> _Pointing records_:
☆ ☆ ☆ ☆ ☆ ☆ ☆

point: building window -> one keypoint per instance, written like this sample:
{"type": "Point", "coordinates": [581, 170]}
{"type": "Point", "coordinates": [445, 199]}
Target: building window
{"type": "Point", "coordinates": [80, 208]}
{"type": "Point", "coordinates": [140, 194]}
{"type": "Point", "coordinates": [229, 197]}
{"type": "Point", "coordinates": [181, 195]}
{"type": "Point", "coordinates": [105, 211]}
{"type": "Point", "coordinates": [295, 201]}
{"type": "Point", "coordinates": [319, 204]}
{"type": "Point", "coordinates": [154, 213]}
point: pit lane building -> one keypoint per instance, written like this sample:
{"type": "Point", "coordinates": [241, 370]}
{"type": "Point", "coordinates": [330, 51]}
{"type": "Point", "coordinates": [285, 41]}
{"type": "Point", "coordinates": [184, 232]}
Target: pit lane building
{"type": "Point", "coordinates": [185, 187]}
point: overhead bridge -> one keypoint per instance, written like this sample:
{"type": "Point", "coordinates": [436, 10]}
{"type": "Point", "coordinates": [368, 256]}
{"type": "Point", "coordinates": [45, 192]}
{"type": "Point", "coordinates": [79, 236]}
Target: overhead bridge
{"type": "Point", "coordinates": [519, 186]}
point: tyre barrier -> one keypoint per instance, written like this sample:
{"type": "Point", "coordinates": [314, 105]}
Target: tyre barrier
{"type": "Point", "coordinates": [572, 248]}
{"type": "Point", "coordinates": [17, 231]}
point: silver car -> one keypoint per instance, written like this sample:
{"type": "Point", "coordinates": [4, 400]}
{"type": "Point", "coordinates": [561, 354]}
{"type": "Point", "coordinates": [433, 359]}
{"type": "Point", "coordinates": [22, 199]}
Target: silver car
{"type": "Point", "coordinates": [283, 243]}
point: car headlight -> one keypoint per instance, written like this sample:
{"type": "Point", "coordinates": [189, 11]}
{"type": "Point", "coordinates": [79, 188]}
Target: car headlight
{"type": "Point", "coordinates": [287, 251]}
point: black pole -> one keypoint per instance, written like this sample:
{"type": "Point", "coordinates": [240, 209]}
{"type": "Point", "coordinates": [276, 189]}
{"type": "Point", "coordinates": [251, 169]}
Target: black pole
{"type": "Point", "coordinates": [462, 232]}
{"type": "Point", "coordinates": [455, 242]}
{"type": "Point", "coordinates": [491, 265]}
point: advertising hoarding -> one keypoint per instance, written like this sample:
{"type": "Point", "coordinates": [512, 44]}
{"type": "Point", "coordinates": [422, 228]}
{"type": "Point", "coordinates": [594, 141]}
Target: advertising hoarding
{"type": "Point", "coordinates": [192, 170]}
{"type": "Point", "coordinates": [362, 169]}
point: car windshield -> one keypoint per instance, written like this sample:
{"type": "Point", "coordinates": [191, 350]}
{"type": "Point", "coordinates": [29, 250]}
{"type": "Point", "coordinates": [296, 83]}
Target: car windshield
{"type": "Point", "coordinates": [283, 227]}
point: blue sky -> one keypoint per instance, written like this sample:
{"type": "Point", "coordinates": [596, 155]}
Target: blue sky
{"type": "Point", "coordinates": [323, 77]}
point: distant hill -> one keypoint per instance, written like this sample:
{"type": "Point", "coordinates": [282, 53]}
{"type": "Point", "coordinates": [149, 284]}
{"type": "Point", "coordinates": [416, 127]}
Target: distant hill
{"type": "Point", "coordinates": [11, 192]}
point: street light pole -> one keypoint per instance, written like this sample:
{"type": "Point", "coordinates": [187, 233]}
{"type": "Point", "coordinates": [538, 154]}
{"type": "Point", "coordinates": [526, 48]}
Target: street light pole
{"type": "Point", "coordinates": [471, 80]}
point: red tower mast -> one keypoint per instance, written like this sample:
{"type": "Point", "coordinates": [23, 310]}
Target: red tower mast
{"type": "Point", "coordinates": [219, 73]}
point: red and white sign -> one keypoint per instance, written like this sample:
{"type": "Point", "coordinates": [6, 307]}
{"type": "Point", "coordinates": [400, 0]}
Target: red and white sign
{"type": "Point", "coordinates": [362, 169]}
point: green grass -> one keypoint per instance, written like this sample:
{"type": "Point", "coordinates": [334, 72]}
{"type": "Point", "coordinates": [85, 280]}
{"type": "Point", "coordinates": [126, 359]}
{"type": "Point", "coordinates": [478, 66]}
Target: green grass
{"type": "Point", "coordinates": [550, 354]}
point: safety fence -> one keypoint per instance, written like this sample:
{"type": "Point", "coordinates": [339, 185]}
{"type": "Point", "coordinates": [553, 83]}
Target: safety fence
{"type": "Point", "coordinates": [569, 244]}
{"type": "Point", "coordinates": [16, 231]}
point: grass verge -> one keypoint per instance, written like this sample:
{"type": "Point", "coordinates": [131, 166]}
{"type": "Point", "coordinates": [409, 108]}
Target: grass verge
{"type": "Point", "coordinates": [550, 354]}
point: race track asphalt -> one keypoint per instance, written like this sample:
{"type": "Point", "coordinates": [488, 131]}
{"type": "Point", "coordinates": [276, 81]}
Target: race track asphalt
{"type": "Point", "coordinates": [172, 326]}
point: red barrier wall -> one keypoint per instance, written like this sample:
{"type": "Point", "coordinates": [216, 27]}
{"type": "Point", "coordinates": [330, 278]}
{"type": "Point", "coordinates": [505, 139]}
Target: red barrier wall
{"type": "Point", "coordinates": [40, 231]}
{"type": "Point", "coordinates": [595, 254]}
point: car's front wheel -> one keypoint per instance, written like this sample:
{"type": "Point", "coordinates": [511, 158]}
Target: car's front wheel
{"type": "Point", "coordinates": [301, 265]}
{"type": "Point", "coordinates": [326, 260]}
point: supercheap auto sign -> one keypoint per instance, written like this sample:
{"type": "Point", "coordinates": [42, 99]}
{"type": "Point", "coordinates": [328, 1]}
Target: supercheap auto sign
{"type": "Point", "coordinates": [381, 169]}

☆ ☆ ☆ ☆ ☆ ☆ ☆

Format everything from the line containing "point: red barrier" down to the line containing "Target: red barrier wall", both included, as a JSON list of strings, one string per line and blank lines left out.

[
  "point: red barrier wall -> one keypoint per instance, written like this sample:",
  "{\"type\": \"Point\", \"coordinates\": [216, 27]}",
  "{\"type\": \"Point\", \"coordinates\": [330, 278]}",
  "{\"type\": \"Point\", \"coordinates\": [505, 139]}",
  "Target: red barrier wall"
]